** begin Record set **

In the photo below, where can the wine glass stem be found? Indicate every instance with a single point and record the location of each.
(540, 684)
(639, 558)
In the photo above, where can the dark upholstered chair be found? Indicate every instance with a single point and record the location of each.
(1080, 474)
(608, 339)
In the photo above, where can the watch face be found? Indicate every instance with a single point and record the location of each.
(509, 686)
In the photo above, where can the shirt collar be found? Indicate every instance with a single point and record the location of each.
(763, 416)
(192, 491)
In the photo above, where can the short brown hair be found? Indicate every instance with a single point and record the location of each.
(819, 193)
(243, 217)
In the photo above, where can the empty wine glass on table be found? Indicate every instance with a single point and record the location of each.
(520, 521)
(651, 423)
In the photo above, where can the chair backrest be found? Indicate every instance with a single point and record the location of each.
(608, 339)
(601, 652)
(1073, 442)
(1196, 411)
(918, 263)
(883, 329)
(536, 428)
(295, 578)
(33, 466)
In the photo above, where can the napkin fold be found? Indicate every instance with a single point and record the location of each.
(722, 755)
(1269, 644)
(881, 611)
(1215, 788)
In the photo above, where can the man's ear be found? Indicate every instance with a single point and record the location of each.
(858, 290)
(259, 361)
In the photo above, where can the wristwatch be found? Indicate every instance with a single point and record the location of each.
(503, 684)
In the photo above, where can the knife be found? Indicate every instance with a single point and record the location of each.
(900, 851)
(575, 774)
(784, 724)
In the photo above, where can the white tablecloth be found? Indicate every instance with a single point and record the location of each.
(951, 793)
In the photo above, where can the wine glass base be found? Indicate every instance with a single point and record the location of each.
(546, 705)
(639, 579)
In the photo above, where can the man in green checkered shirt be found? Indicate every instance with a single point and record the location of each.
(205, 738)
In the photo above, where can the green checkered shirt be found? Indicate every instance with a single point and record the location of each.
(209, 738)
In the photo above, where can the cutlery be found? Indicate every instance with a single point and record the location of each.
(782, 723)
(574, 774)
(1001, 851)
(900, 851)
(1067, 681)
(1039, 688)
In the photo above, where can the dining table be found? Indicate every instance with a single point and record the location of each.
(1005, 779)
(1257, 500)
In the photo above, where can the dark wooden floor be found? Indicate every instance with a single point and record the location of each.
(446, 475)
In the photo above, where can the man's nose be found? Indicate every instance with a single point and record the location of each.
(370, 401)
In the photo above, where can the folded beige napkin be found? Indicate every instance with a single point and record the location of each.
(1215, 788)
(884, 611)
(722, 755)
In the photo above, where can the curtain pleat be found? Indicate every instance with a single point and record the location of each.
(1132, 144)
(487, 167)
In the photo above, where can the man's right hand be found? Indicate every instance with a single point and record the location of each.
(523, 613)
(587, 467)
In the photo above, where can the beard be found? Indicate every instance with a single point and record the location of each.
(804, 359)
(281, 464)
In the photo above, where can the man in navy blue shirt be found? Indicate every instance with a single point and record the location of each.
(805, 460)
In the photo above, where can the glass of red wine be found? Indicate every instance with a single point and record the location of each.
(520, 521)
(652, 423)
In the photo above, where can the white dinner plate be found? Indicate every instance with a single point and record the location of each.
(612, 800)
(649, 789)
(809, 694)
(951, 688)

** end Record set **

**Given exercise**.
Reproduce every row above word for word, from the first to the last.

**Exercise result**.
In the photo below, where can the wine glass stem be found? Indicate every instance with a single point and record the location of each.
(540, 684)
(639, 558)
In the photo above, where can the dark upholstered chair be found? Indicate every instance with a single point and record the location of each.
(1080, 474)
(608, 339)
In the photo above, where can the watch face be found? Indicate every instance with a single point and record the location of each.
(509, 686)
In the photo above, where can the shirt collar be found? Indicate every instance with a single point and record the location of each.
(763, 416)
(192, 491)
In the photo above, where can the short brown hair be found? Indicate every instance with a single point and record the location of each.
(819, 193)
(243, 217)
In the photo above, where can the empty wine glass on table be found? Indicate every instance with a single point and record the location of each.
(520, 521)
(651, 423)
In the photo above, where can the chair backrest be found? Indicate every instance with a single point and record the location of each.
(608, 339)
(601, 652)
(1073, 442)
(1196, 411)
(918, 263)
(883, 329)
(536, 428)
(295, 578)
(33, 466)
In the photo above, where can the napkin fold be found? Indicate every instance with a single point and record the location of each.
(722, 755)
(1269, 644)
(881, 611)
(1215, 788)
In the photo above, where can the man's ear be found? Indicate every instance with a single point and record the location of each.
(858, 290)
(259, 361)
In the photo above, where can the wristwatch be found? Indicate every instance with a single point and record the location of each.
(503, 684)
In the photo above, where can the knife be found? Indicate every instance with a single point and record the location of each.
(900, 851)
(575, 774)
(784, 724)
In the photo above, where can the white tablecloth be found? Indicate every instance with a single point and record the location of each.
(951, 793)
In the photo above, where can the wine glass base be found? Indicate every instance with a single point and record the location of each.
(546, 705)
(639, 579)
In the photo above, where can the man in green checkered shirt be found? Indicate every instance with a single point and record the location of each.
(205, 738)
In the photo above, where can the green checkered shirt be found? Indicate every instance with a single point and record the location of each.
(209, 738)
In the photo above, where can the cutlery be found? Indicate every instance with a single point and record the location of each.
(782, 723)
(574, 774)
(1001, 851)
(900, 851)
(1067, 681)
(1039, 688)
In the photo above, where can the dining table be found? Indicate every instance with a single point and record the location of each.
(1005, 779)
(1257, 500)
In the photo above, where can the dark wooden floor be found? Indicate every instance with a single point and record the location of each.
(446, 475)
In the photo above, where can the man's nose be found? Indicate every instance with a single point and record the location of each.
(370, 401)
In the photo above, where can the folded beige napkin be found? Indicate every instance with a single point and record the location of each.
(1215, 788)
(884, 611)
(722, 755)
In the photo above, where can the curtain pleat be found? Indicate every instance with a single point and record the location of each.
(1132, 144)
(487, 167)
In the photo above, where can the man's right hand be found? Indicate every instance with a single point and record the location of each.
(523, 613)
(587, 467)
In the photo above, where can the beard be found? Indicate every instance with a single point and record the location of each.
(804, 359)
(281, 464)
In the photo above, where can the man in navy blue shirt be found? Indicate every instance with a single point and record the location of each.
(805, 460)
In the photo above, where can the glass of red wine be found? Indicate every instance with a single point and record the location of each.
(520, 521)
(652, 423)
In the photo above, where can the white dinner plate be found? Indicate every instance with a single point and record the location of each.
(612, 800)
(649, 789)
(809, 694)
(951, 688)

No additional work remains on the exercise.